Show each line of the listing below that contains the word "shadow".

■ **EXERCISE MATERIALS**
┄┄┄┄┄┄┄┄┄┄
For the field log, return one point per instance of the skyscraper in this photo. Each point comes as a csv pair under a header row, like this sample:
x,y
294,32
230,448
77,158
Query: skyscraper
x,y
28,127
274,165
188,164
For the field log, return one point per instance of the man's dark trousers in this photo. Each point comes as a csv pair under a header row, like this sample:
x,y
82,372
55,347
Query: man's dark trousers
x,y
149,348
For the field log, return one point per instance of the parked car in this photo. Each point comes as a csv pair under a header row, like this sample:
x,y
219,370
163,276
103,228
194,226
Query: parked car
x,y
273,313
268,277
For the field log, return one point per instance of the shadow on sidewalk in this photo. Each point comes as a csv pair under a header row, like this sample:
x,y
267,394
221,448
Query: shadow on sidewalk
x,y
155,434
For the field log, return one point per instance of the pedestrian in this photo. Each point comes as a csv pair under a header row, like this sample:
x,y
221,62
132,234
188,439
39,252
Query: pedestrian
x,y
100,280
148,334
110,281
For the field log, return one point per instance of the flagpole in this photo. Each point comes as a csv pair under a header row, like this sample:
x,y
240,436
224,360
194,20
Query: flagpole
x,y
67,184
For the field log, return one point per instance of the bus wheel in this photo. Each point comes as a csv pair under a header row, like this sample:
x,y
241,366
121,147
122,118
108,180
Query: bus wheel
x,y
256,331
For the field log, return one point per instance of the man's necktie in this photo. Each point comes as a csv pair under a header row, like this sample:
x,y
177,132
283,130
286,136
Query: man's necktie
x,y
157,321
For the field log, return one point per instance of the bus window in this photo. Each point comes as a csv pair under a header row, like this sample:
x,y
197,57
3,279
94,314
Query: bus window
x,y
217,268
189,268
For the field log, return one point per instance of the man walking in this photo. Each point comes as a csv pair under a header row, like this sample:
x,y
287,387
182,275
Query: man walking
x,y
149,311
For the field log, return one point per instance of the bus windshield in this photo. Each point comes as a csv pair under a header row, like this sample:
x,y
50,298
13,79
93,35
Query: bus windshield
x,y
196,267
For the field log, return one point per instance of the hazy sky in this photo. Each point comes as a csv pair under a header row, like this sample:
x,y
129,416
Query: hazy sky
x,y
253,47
┄┄┄┄┄┄┄┄┄┄
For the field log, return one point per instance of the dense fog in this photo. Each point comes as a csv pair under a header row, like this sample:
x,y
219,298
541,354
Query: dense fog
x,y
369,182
┄┄┄┄┄┄┄┄┄┄
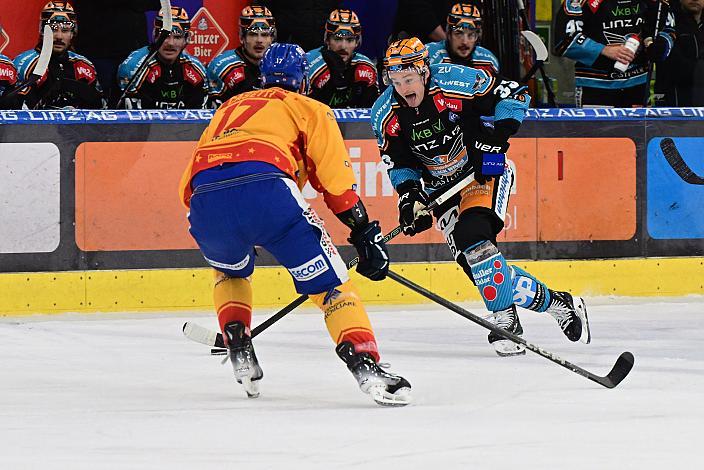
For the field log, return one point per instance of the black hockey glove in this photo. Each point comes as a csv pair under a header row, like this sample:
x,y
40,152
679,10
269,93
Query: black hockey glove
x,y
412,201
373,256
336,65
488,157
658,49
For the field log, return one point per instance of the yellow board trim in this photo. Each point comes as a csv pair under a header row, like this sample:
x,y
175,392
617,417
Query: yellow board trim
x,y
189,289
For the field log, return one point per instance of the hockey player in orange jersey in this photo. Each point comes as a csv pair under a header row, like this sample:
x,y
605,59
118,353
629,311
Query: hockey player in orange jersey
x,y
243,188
┄┄┄┄┄┄┄┄┄┄
■ **ANSWER TO THIS EXERCISE**
For the field log, return one point per instance of the shadow on sidewalk in this photo. Each point comes as a csv pair under a header row, like this sample:
Query: shadow on sidewalk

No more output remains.